___ DATA SECTION ___
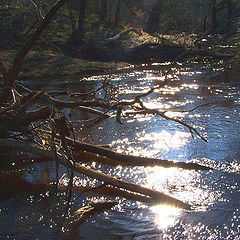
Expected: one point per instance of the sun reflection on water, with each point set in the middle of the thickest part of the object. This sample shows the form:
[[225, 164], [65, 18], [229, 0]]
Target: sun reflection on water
[[165, 216], [165, 140]]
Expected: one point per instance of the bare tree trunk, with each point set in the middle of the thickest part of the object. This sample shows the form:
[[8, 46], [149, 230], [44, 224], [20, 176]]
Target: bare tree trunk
[[229, 16], [153, 21], [81, 19], [103, 10], [214, 17], [18, 61], [117, 14]]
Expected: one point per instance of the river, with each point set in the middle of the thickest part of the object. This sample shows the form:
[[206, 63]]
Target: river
[[214, 194]]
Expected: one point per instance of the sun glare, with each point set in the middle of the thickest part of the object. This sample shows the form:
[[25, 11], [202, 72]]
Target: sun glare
[[165, 216]]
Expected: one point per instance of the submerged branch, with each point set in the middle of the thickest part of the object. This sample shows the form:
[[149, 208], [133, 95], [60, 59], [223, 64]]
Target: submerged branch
[[158, 196]]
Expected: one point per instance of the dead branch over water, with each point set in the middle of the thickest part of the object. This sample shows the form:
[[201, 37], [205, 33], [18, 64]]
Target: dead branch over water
[[32, 122]]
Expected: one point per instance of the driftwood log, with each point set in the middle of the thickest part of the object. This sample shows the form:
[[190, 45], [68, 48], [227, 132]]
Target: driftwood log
[[157, 196]]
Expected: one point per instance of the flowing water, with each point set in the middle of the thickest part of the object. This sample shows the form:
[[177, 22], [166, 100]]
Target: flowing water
[[215, 195]]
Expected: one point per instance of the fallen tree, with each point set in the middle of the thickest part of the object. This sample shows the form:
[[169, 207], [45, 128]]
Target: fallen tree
[[32, 122]]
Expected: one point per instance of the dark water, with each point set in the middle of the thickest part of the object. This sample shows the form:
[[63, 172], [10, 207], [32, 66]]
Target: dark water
[[214, 194]]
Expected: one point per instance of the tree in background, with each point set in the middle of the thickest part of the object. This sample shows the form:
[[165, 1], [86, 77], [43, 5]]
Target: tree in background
[[154, 18]]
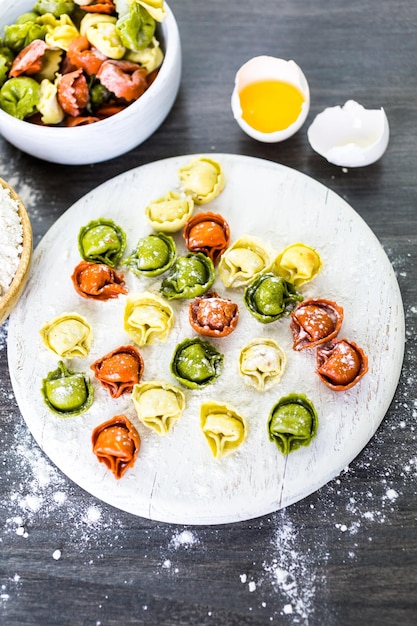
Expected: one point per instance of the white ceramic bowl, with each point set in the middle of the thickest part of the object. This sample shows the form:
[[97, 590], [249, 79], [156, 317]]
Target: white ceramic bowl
[[110, 137]]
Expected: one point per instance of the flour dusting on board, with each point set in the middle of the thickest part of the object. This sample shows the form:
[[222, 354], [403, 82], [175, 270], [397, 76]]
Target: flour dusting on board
[[282, 588]]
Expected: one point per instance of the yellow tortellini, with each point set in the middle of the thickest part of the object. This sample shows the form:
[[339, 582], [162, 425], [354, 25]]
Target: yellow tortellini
[[262, 363], [224, 429], [68, 335], [147, 318], [203, 179], [51, 62], [149, 58], [244, 260], [298, 264], [48, 105], [101, 32], [158, 404], [170, 212], [60, 31]]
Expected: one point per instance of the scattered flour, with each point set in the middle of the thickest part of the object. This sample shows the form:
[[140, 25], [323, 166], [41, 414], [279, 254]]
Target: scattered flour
[[11, 238]]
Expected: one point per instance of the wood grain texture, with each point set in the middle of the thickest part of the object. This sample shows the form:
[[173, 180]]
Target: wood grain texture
[[345, 555]]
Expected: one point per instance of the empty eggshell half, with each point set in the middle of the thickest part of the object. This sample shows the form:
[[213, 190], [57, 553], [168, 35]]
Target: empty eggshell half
[[268, 68], [350, 136]]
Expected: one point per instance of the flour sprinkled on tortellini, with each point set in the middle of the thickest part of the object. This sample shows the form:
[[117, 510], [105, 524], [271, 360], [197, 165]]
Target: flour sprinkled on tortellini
[[148, 318], [116, 443], [158, 404], [203, 179], [314, 322], [60, 31], [170, 212], [150, 58], [67, 392], [119, 370], [292, 422], [246, 258], [102, 241], [102, 33], [153, 255], [262, 363], [68, 335], [298, 264], [208, 233], [223, 427], [48, 105], [190, 276], [341, 364], [196, 363], [269, 297]]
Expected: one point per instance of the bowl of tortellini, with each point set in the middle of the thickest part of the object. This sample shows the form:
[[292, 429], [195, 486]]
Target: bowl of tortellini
[[85, 81]]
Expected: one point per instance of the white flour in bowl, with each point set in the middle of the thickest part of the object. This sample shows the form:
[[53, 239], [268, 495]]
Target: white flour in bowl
[[11, 238]]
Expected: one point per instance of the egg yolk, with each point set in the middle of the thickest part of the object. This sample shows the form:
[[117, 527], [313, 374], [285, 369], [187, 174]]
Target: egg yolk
[[270, 105]]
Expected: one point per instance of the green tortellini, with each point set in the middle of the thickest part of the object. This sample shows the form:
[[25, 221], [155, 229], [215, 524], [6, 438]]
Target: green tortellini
[[153, 255], [19, 96], [158, 404], [56, 7], [223, 427], [269, 297], [135, 25], [190, 276], [26, 29], [6, 60], [66, 392], [196, 363], [292, 422], [149, 58], [68, 335], [102, 241]]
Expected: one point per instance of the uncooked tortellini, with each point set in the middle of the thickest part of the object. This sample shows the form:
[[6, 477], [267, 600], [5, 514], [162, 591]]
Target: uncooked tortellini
[[68, 335], [147, 318], [292, 422], [170, 212], [243, 261], [223, 428], [158, 404], [298, 264], [202, 179], [262, 363]]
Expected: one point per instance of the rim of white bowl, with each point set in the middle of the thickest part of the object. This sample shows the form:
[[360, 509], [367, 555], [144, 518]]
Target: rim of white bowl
[[169, 24]]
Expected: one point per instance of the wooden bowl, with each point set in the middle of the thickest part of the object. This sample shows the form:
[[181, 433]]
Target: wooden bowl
[[14, 291]]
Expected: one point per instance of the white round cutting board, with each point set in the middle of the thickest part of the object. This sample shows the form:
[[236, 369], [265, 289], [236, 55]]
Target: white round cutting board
[[176, 478]]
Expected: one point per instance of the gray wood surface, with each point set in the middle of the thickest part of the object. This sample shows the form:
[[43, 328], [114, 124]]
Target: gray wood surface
[[345, 555]]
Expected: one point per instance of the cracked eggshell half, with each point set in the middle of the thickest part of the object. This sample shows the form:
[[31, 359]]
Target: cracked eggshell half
[[263, 69], [350, 136]]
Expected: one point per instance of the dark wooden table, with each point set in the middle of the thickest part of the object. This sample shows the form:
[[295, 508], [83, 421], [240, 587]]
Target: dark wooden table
[[347, 554]]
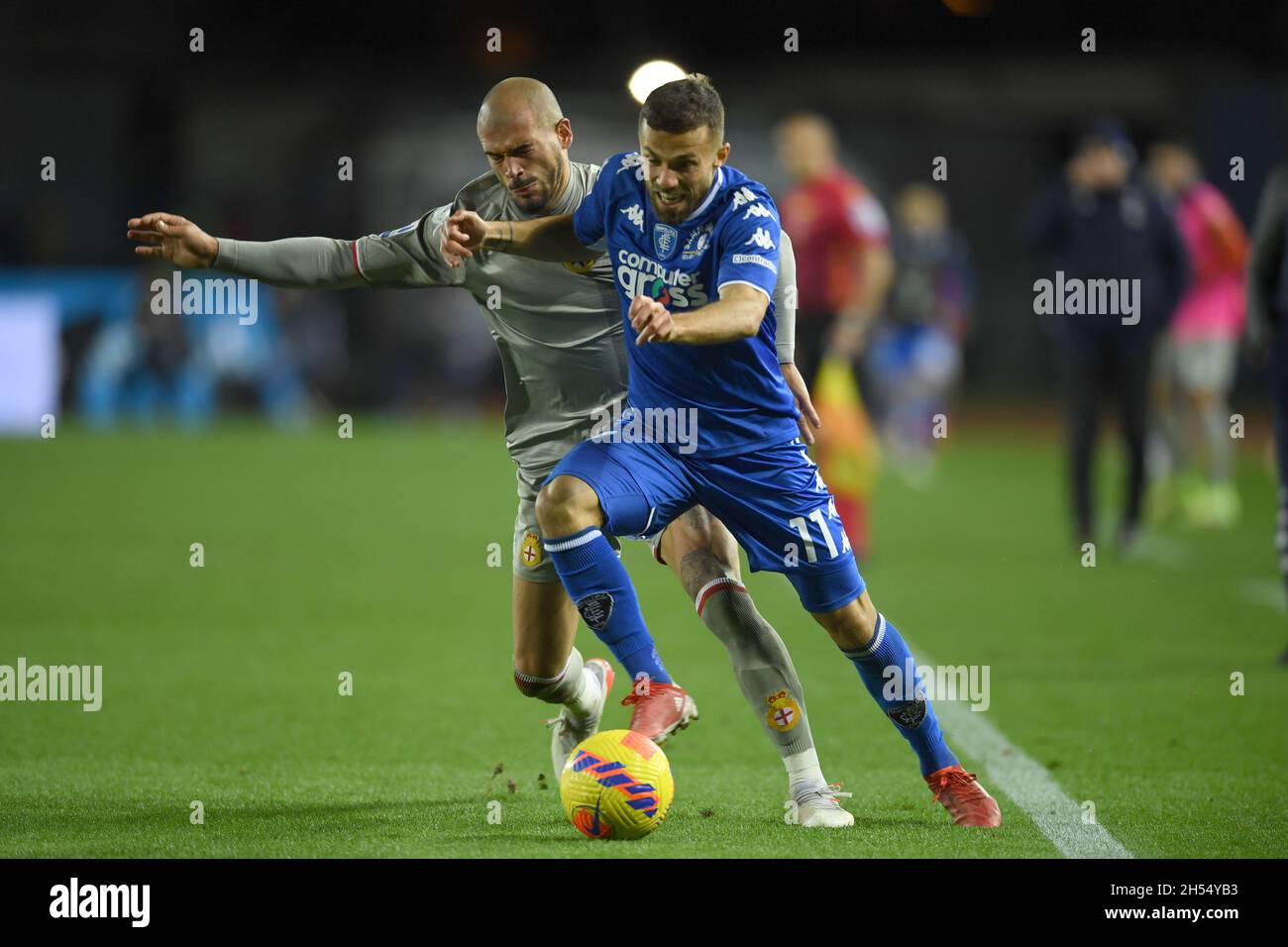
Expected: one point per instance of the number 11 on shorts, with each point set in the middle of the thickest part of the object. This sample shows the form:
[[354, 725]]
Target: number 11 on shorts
[[802, 526]]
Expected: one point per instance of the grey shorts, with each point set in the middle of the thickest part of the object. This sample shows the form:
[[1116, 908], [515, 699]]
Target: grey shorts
[[531, 562], [1201, 365]]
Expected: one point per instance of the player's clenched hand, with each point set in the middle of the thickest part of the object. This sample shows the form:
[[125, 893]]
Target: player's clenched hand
[[809, 419], [651, 321], [171, 237], [462, 236]]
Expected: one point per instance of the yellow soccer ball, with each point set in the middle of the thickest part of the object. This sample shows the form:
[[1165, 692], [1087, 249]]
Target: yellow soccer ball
[[616, 785]]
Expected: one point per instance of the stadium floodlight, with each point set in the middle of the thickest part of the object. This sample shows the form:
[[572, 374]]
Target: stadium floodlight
[[651, 75]]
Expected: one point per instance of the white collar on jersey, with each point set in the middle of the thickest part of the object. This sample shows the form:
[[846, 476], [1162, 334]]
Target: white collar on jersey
[[711, 195]]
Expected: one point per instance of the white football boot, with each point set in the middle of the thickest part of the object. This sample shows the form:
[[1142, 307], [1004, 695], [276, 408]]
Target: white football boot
[[568, 729], [820, 808]]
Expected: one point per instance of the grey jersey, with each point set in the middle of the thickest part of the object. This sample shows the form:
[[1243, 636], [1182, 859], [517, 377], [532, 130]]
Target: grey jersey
[[557, 328]]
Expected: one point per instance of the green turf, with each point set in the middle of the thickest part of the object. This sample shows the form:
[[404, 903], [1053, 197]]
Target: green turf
[[372, 556]]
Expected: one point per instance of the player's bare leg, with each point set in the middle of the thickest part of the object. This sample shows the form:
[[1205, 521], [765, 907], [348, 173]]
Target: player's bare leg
[[571, 517], [703, 556], [549, 668], [874, 644]]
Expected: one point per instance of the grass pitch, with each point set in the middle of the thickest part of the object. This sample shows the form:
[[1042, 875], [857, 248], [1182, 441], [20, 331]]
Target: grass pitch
[[372, 557]]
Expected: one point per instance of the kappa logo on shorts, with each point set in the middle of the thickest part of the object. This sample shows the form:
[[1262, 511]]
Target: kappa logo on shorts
[[596, 609], [529, 551], [784, 711], [910, 715]]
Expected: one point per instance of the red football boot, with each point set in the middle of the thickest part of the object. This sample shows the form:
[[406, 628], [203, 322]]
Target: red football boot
[[662, 710], [965, 799]]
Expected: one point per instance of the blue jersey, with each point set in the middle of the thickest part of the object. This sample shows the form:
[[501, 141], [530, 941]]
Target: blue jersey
[[733, 390]]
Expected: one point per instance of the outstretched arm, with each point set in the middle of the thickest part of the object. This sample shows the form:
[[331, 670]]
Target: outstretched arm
[[544, 239], [403, 258], [291, 263]]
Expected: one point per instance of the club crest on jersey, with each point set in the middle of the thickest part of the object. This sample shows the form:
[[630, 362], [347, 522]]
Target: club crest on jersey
[[665, 240], [697, 243], [529, 551], [784, 711]]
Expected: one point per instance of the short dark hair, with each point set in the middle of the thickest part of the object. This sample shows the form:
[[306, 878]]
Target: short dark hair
[[683, 106]]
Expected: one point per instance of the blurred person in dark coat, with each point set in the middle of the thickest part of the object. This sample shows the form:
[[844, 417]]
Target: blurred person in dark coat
[[1103, 223], [914, 355], [1267, 328], [844, 269]]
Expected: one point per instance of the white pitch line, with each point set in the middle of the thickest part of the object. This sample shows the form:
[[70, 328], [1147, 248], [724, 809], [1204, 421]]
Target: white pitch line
[[1026, 783], [1263, 591]]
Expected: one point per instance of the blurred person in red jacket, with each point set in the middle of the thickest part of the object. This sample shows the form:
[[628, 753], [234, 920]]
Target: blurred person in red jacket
[[844, 269], [1198, 356]]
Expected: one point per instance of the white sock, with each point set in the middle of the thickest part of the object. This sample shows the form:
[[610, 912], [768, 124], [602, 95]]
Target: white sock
[[803, 772], [585, 698]]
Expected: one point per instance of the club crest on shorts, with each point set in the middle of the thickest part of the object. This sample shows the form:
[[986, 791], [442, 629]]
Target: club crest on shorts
[[665, 240], [784, 711], [529, 551], [596, 609]]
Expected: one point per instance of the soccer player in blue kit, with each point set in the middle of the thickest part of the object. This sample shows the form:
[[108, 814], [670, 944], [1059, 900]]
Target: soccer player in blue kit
[[695, 248]]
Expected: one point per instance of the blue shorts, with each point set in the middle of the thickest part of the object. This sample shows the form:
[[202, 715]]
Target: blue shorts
[[772, 499]]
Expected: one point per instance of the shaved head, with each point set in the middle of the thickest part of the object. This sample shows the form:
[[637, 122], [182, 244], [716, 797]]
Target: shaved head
[[526, 138], [519, 101]]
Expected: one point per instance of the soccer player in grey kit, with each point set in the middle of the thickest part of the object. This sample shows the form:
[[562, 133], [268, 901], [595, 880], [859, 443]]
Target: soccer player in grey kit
[[559, 334]]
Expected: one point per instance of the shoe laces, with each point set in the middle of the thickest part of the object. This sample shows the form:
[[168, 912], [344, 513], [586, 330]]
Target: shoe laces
[[958, 777], [831, 792], [655, 690]]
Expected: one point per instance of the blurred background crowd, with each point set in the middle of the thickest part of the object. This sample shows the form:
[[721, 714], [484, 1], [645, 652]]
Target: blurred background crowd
[[930, 159]]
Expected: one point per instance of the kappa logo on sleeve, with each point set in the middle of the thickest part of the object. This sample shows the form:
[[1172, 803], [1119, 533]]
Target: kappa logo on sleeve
[[404, 228]]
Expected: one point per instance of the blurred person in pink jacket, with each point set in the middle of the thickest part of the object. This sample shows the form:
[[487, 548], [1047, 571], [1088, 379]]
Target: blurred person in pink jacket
[[1198, 356]]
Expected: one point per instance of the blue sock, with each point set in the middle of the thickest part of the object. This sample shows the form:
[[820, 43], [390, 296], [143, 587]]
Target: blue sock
[[599, 586], [913, 718]]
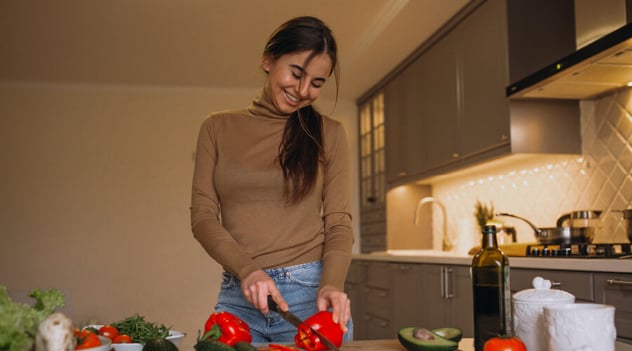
___
- [EXERCISE TASK]: Lay out the stretch of rows above, from the line containing "Expected: one point per instance of the soccer player in blue" through the line containing "[[559, 334]]", as a Markdown table with the columns Number and Text line. Give each line on its own with a running number, and leave out any blank lines.

- [SOLUTION BELOW]:
| Number | Text line |
|---|---|
| 1 | Expected: one point per instance of the soccer player in blue kit, with each point set in the middle of the thickest part of the object. This sample shows the form: |
| 2 | [[108, 814], [670, 944], [1059, 900]] |
| 3 | Target: soccer player in blue kit |
| 4 | [[695, 248]] |
| 5 | Expected: one point per instance of the blue shorts, with each point set in the middle of the thickest part of the object. This sample shows the form: |
| 6 | [[202, 715]] |
| 7 | Target: blue shorts |
| 8 | [[772, 499]] |
| 9 | Expected: one point per instance of the shaved head, with each point set in the middle of the thickest part of the object. This sample shows the form: |
| 10 | [[637, 122], [182, 244], [716, 797]] |
| 11 | Target: shaved head |
| 12 | [[526, 138], [519, 101]] |
| 13 | Expected: one point per instance of the soccer player in grey kit, with each point set in the middle of the thickest part of the object. This sample shows the form: |
| 14 | [[562, 133], [268, 901], [595, 880], [859, 443]] |
| 15 | Target: soccer player in grey kit |
| 16 | [[559, 334]] |